= Task to complete =
Word for word, return the entries listed below.

Items listed in a dataset:
Start of Block

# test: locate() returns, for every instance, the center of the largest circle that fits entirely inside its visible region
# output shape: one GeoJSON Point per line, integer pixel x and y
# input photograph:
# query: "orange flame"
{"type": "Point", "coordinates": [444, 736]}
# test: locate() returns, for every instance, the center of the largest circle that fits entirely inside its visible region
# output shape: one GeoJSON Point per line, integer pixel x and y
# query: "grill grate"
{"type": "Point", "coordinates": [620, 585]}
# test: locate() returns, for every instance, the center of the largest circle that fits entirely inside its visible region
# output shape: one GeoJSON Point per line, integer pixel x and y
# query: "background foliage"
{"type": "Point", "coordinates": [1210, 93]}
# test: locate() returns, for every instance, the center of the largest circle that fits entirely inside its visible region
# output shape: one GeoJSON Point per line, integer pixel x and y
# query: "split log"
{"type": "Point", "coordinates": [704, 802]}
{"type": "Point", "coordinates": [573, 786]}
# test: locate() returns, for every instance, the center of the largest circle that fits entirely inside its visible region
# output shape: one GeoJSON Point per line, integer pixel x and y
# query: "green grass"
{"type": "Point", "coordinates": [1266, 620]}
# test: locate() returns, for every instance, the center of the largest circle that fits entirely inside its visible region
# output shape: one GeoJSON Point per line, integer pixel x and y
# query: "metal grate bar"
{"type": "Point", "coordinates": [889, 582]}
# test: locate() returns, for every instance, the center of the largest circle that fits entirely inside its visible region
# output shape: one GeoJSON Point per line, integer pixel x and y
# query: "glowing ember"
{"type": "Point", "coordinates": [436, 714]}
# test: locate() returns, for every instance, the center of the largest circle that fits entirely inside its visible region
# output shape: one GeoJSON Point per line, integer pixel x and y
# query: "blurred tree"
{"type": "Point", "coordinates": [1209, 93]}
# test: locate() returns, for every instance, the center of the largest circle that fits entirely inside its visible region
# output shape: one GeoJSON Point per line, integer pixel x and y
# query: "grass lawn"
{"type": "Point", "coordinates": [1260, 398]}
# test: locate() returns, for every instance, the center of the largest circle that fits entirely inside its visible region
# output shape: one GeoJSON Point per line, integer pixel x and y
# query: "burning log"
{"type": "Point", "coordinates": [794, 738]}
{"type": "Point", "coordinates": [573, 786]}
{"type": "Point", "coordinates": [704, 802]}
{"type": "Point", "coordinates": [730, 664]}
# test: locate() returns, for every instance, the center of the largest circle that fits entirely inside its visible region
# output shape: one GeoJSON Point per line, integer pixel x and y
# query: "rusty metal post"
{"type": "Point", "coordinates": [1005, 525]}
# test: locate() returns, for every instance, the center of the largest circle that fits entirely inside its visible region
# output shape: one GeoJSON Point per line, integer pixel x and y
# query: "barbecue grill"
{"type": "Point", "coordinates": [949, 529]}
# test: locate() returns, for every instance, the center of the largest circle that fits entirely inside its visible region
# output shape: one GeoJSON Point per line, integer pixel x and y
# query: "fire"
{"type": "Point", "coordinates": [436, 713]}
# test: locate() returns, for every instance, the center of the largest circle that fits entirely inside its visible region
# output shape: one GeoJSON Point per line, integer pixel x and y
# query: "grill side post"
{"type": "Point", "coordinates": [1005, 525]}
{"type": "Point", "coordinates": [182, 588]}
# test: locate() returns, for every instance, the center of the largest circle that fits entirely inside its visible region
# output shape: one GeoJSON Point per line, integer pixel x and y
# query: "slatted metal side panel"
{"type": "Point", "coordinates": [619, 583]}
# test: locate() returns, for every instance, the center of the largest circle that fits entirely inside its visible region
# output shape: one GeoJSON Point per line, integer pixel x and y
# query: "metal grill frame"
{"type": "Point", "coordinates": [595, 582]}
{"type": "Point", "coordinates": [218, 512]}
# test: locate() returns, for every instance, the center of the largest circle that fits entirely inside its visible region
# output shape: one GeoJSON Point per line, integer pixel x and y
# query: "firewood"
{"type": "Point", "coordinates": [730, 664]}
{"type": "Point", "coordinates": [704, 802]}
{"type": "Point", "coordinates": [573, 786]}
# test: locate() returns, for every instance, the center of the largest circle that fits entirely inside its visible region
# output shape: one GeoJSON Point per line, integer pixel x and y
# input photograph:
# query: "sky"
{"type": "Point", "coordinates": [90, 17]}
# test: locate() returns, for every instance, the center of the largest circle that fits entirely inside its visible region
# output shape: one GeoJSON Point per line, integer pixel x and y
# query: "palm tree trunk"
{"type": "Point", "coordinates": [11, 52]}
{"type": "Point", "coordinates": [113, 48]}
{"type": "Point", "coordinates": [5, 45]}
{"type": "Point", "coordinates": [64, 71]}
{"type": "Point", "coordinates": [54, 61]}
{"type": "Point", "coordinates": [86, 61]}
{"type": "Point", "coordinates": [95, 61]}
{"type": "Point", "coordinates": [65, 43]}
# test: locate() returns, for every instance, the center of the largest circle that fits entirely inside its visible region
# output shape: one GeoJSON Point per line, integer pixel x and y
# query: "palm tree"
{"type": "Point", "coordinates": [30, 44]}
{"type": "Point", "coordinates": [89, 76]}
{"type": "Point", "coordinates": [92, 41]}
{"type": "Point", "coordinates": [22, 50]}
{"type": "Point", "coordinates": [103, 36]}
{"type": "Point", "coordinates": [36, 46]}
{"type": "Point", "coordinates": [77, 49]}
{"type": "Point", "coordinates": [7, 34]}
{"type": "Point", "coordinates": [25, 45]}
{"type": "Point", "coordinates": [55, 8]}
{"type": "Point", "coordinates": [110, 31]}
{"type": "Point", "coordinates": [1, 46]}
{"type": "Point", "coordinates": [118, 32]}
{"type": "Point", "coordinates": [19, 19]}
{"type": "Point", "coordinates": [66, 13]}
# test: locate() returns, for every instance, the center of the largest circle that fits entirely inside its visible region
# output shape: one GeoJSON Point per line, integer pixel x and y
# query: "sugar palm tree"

End of Block

= Task answer =
# test: locate() returns, for every instance, the center of the largest circle that fits entirely inside its visible region
# output shape: one GeoJSON Point per line, integer pixel x and y
# input photograph:
# query: "orange flame"
{"type": "Point", "coordinates": [444, 736]}
# test: locate() returns, for every instance, the center of the largest circle that fits entirely inside its visible region
# output shape: one GeoJSON Point per line, integer pixel x and y
# query: "grill grate"
{"type": "Point", "coordinates": [620, 585]}
# test: locate() returns, for every instance, the center of the largest circle that fits entirely inside its visible region
# output shape: one GeoJSON Point per line, integer pixel x and y
# query: "background foliage"
{"type": "Point", "coordinates": [1210, 93]}
# test: locate() returns, for every instance, the center of the largest circle that fits entirely inside its visible region
# output shape: one GeoJSON Point per line, integer pixel x and y
# query: "split log"
{"type": "Point", "coordinates": [704, 802]}
{"type": "Point", "coordinates": [573, 786]}
# test: locate() returns, for every instance, the center of the largest circle that fits entirely inside its visible region
# output shape: one GeoJSON Point per line, integer pixel x and y
# query: "green grass"
{"type": "Point", "coordinates": [1266, 620]}
# test: locate() returns, for every instance, the center of the largest circle that fits entirely inside its visible region
# output shape: one GeoJSON Point per line, integer pixel x and y
# query: "metal grate bar"
{"type": "Point", "coordinates": [889, 582]}
# test: locate() returns, for every instance, the center of the largest circle that fits entirely inside its visible region
# output shape: one GeoJSON Point per line, integer pixel x and y
# query: "glowing ember"
{"type": "Point", "coordinates": [436, 714]}
# test: locate() returns, for every instance, the center of the largest circle that fits entirely inside its visible region
# output shape: one GeoJSON Point per line, integer pixel x and y
# query: "blurred tree"
{"type": "Point", "coordinates": [1209, 93]}
# test: locate() returns, for every instance, the center of the largest circle that fits entirely inside its visible region
# output shape: one GeoJSON Point per line, integer pixel x and y
# query: "grass lawn"
{"type": "Point", "coordinates": [1260, 398]}
# test: locate() returns, for every instance, the center of the largest circle that fits entirely inside its visible region
# output shape: one GeoJSON Point per line, integer pixel x and y
# query: "burning log"
{"type": "Point", "coordinates": [794, 738]}
{"type": "Point", "coordinates": [573, 786]}
{"type": "Point", "coordinates": [704, 802]}
{"type": "Point", "coordinates": [730, 664]}
# test: locate() returns, for every instance, the center of the largest circle that fits entirely inside its visible region
# output shape: one GeoJSON Point per line, integer pixel x and y
# query: "rusty metal post"
{"type": "Point", "coordinates": [1005, 525]}
# test: locate() returns, for every instance, the center of the largest circle that fits entirely inside its visible region
# output shape: one GeoJSON Point per line, integer pixel x and y
# query: "barbecue grill"
{"type": "Point", "coordinates": [949, 529]}
# test: locate() returns, for every instance, the center of the largest circle that fits entirely inside its visible region
# output shape: one GeoJSON Point per line, integer pixel x and y
# query: "fire"
{"type": "Point", "coordinates": [436, 713]}
# test: locate() returns, for every instance, the center of the largest circle that fits entirely inside its visible region
# output shape: one GeoJSON Point per line, integer pixel x and y
# query: "grill side post"
{"type": "Point", "coordinates": [1005, 525]}
{"type": "Point", "coordinates": [182, 588]}
# test: locate() returns, for every instance, the center of the largest circle that fits entirely inside its visible region
# output shape: one GeoJSON Point per line, integer pixel x and y
# query: "slatted metal side panel"
{"type": "Point", "coordinates": [619, 583]}
# test: locate() returns, for every instance, the center of the largest circle that fits entirely inside its visible region
# output shape: one GeoJSON Point per line, integer pixel x and y
# query: "metal grill frame"
{"type": "Point", "coordinates": [595, 582]}
{"type": "Point", "coordinates": [218, 512]}
# test: locate() returns, for every instance, the center of the largest circle that fits entirely inside its visible region
# output shape: one GeoJSON Point per line, integer pixel x and y
# query: "firewood"
{"type": "Point", "coordinates": [730, 664]}
{"type": "Point", "coordinates": [704, 802]}
{"type": "Point", "coordinates": [573, 786]}
# test: locate() returns, for every instance, the center of the largest circle that fits entirely inside its visible region
# output shape: one GeoJSON Point per line, integer pixel x and y
# input photograph:
# query: "sky"
{"type": "Point", "coordinates": [90, 17]}
# test: locate() returns, for every instance, the center of the largest circle that fits entirely inside its visible region
# output shape: one GeoJSON Point per line, integer pixel x and y
# query: "palm tree trunk"
{"type": "Point", "coordinates": [11, 52]}
{"type": "Point", "coordinates": [113, 48]}
{"type": "Point", "coordinates": [5, 45]}
{"type": "Point", "coordinates": [64, 71]}
{"type": "Point", "coordinates": [54, 61]}
{"type": "Point", "coordinates": [86, 61]}
{"type": "Point", "coordinates": [95, 61]}
{"type": "Point", "coordinates": [65, 43]}
# test: locate() returns, for every instance, the center of the largest circle that fits entirely inside its visible region
# output shape: one GeoJSON Point per line, integer pixel x and y
# query: "palm tree"
{"type": "Point", "coordinates": [30, 44]}
{"type": "Point", "coordinates": [89, 76]}
{"type": "Point", "coordinates": [92, 41]}
{"type": "Point", "coordinates": [22, 50]}
{"type": "Point", "coordinates": [103, 36]}
{"type": "Point", "coordinates": [36, 46]}
{"type": "Point", "coordinates": [77, 49]}
{"type": "Point", "coordinates": [7, 34]}
{"type": "Point", "coordinates": [25, 45]}
{"type": "Point", "coordinates": [55, 8]}
{"type": "Point", "coordinates": [110, 31]}
{"type": "Point", "coordinates": [1, 46]}
{"type": "Point", "coordinates": [118, 32]}
{"type": "Point", "coordinates": [19, 19]}
{"type": "Point", "coordinates": [66, 13]}
# test: locate() returns, for every instance, the center of the largest circle that fits entirely inside its visible region
# output shape: one GeoJSON Point per line, integer pixel x and y
# query: "sugar palm tree"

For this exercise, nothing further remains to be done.